TEXT EXCERPT:

The suspect had a semi-automatic 9MM gun that was stolen last year from Cape Girardeau, Missouri, according to the chief.
"There is a small group of people out there that are intent on making sure that peace doesn't prevail," he said. "There are a lot of emotions. I get it. But we can't sustain this as we move forward."
Protest leaders have been critical of the shooting involving plainclothes officers. The Ferguson Action Council is a coalition of organizations that have united in protests. Some members of the council released a statement critical of the police response during the Sunday night protest.
Kayla Reed of the Organization for Black Struggle says the force shown by police was "excessive and antagonistic." She called it a "poor decision" for officers to be in plain clothes because it made it difficult for people involved in protests to identify police.
She and others were also concerned because police were not wearing body cameras. St. Louis County Police Chief Jon Belmar says the department doesn't have funding for body cameras for all of its nearly 900 officers.
It wasn't immediately clear if the latest police-involved shooting would spur renewed unrest in Ferguson, the site of many protests -- some violent -- in the aftermath of Brown's death on Aug. 9, 2014. Protest groups were quick to criticize the police response to protesters who gathered along West Florissant Avenue on Sunday night.
An NAACP official says he doesn't expect the shooting of a suspect by a Ferguson police officer on the anniversary of Michael Brown's death to escalate into unrest in the St. Louis suburb.
NAACP board member John Gaskin III says some people may not believe the police account of the incident overnight that left a shooting suspect critically wounded, noting "there's still a tremendous level of distrust between law enforcement and the community."
Nonetheless, Gaskin says he expects Monday night to be free of reactive violence, thievery and destruction.
Gaskin also credited St. Louis County's police chief, Jon Belmar, with distinguishing between activists who marched respectfully to commemorate Brown's death and those who went "off track" and turned violent Sunday night.
Ferguson Action Council, a collaborative effort and coalition of organizations founded after the death of Michael Brown, is the organization responsible for the #UNITEDWEFIGHT weekend of events planned in Ferguson for the anniversary of Michael Brown's death. Monday marks the final day of events, coined #BlackOutMonday and Moral Monday and described as, "Day of civil disobedience and national call to action."

SUPPLIED MATERIAL:

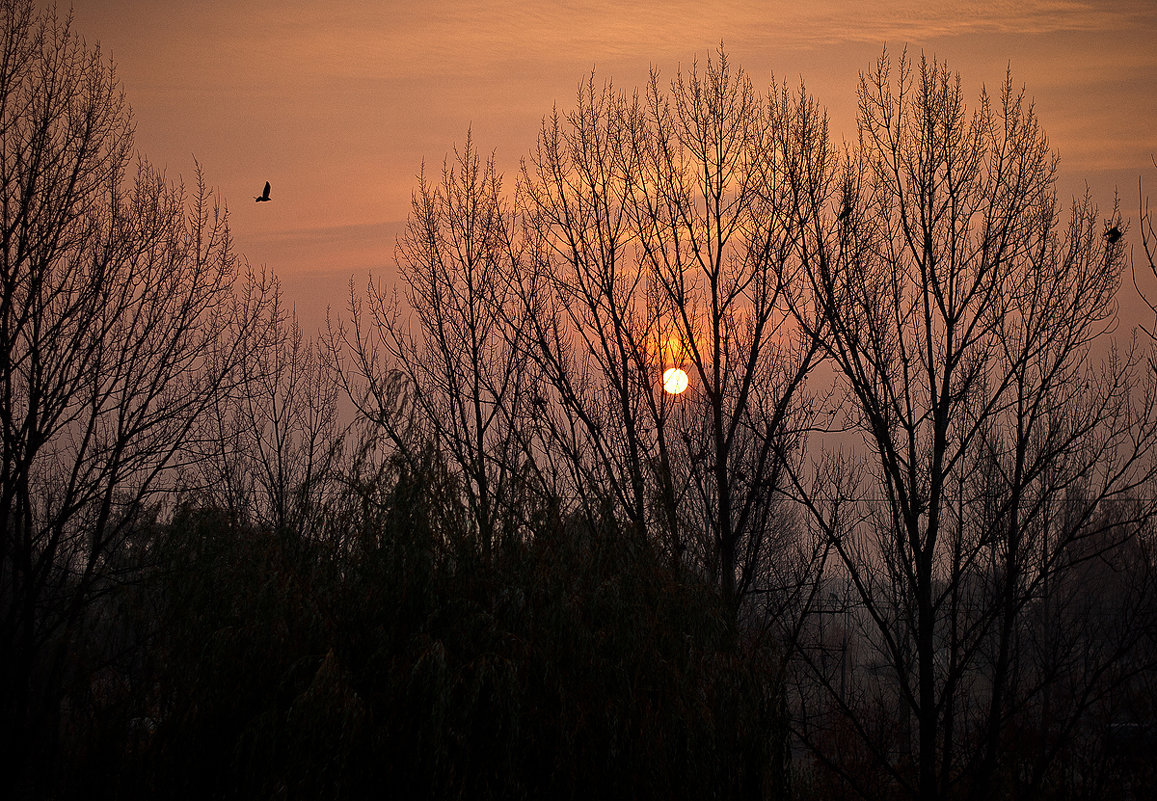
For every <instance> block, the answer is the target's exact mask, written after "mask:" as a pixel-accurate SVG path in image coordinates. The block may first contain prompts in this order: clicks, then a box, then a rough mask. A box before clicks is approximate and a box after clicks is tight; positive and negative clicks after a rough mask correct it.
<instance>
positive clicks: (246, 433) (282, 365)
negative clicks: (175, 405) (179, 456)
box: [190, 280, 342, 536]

...

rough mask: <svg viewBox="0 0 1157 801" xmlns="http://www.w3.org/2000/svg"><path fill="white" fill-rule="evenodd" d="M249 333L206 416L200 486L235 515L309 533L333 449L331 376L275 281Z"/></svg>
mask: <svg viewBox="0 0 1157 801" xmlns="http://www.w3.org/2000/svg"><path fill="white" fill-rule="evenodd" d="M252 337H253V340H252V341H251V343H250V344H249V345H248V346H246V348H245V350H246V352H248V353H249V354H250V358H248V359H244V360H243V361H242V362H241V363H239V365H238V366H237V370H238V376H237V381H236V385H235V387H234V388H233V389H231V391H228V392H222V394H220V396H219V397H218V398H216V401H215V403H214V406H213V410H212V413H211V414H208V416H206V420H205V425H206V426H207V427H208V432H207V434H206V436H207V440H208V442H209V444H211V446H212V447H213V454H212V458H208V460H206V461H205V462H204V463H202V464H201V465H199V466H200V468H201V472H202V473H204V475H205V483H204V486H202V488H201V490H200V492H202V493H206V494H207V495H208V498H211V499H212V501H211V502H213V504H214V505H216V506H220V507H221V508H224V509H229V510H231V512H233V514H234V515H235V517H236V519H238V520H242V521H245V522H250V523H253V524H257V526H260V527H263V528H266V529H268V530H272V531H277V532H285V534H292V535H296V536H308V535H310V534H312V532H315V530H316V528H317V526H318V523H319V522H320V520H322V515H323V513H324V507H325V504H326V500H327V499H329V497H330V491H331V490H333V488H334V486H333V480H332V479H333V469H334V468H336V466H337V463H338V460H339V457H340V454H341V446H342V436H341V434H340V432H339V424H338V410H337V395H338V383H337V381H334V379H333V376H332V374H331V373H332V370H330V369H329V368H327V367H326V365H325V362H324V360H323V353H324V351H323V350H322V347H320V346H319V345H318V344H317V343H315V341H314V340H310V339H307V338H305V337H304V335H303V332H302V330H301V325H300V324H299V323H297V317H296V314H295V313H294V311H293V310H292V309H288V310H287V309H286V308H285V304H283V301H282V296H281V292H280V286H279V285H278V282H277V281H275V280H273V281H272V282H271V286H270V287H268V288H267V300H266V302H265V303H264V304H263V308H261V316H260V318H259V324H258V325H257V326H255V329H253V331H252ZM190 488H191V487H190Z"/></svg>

TASK A: In the Ferguson shooting text, condense the paragraph beginning "Kayla Reed of the Organization for Black Struggle" into a short list that keeps its main facts.
TASK B: Pick up the Ferguson shooting text after its final paragraph and continue it.

TASK RESULT A:
- Kayla Reed of the Organization for Black Struggle called the police show of force "excessive and antagonistic."
- She said putting officers in plain clothes was a "poor decision."
- The plain clothes made it difficult for protesters to identify police.

TASK RESULT B:
Attorney General Loretta Lynch voiced strong support on Monday for the country's police officers, praising them as peacemakers and encouraging them to be part of the national conversation about improving relationships with minority communities.
The address to the National Fraternal Order of Police in Pittsburgh reaffirmed the Justice Department's support for law enforcement at a time of unease between police departments and the communities they serve.
"Recent events in communities across the country have served as stark and tragic reminders of the tensions that exist in too many neighborhoods between law enforcement officers and the people we serve," Lynch said. "One year after the tragic events in Ferguson, Missouri, we have yet again seen the consequences for officers and residents when those tensions erupt into unrest and violence."
The St. Louis Post-Dispatch reports that one of their reporters, Paul Hampel was beaten, bloodied and robbed by a group of attackers as he covered protests on Sunday night. He spent the night in the hospital.
Kansas City police arrested four people during a protest marking the anniversary. The Kansas City Star reports dozens of protesters gathered near a shopping center Sunday evening.
Police arrested four people who put tape across a roadway and lay down in the street. They were cited for blocking a roadway. Protesters also gathered at another location in Kansas City on Sunday.
Local pastor Michael Brooks said that protest was also to remember Ryan Stokes, a 24-year-old black man killed by Kansas City police in 2013.
Police said Stokes had a gun and didn't obey commands to show his hands. Stokes' family disputes that he had a gun and said he might not have heard the commands.